++++ Records shown

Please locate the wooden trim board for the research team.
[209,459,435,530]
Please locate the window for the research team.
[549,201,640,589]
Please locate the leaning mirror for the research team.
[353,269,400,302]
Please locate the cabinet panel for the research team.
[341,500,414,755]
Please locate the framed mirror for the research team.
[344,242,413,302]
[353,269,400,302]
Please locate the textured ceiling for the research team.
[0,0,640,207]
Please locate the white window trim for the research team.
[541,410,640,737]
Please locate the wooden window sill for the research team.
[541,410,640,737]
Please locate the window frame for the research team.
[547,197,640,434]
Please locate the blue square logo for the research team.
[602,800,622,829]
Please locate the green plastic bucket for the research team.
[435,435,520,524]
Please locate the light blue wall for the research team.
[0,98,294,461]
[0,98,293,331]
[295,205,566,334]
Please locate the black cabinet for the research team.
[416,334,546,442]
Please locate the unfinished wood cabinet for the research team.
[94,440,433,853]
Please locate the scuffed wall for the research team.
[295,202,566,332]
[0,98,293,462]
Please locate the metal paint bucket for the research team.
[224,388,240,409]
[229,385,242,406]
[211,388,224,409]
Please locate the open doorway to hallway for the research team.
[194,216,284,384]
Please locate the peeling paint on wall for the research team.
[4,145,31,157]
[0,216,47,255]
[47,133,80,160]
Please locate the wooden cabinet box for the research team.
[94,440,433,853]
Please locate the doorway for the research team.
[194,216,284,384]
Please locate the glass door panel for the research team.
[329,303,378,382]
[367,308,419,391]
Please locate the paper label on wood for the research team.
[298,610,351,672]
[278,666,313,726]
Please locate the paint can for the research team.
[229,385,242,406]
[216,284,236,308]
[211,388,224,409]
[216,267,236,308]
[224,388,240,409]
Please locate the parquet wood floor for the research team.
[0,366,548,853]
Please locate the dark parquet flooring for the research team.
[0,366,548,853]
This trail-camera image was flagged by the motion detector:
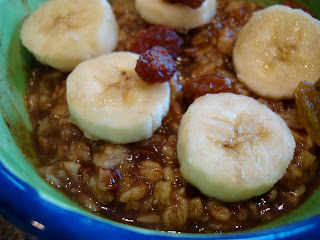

++++++++

## Short exercise
Copy out verbatim the lines from the one containing "Please locate the wooden window" through the one containing "[47,133,80,160]", including both of those lines.

## Solved exercise
Please locate the wooden window sill for the research team.
[541,410,640,737]
Please locate the window frame for the research team.
[547,197,640,434]
Please locate the blue square logo for the research team.
[602,800,622,829]
Please locate the green plastic bucket for the research team.
[435,435,520,524]
Please locate the light blue wall for the research team.
[0,98,294,461]
[0,98,293,331]
[295,205,566,334]
Please locate the black cabinet for the research team.
[416,334,546,442]
Please locate the unfinished wood cabinet for the research team.
[94,440,433,853]
Please locate the scuffed wall for the research team.
[295,202,566,332]
[0,98,293,462]
Please locate the metal paint bucket for the research team.
[224,388,240,409]
[229,385,242,406]
[211,388,224,409]
Please locate the open doorway to hallway for the research team.
[194,216,284,384]
Please locate the peeling paint on wall for the research team.
[4,145,31,157]
[0,216,47,255]
[47,133,80,160]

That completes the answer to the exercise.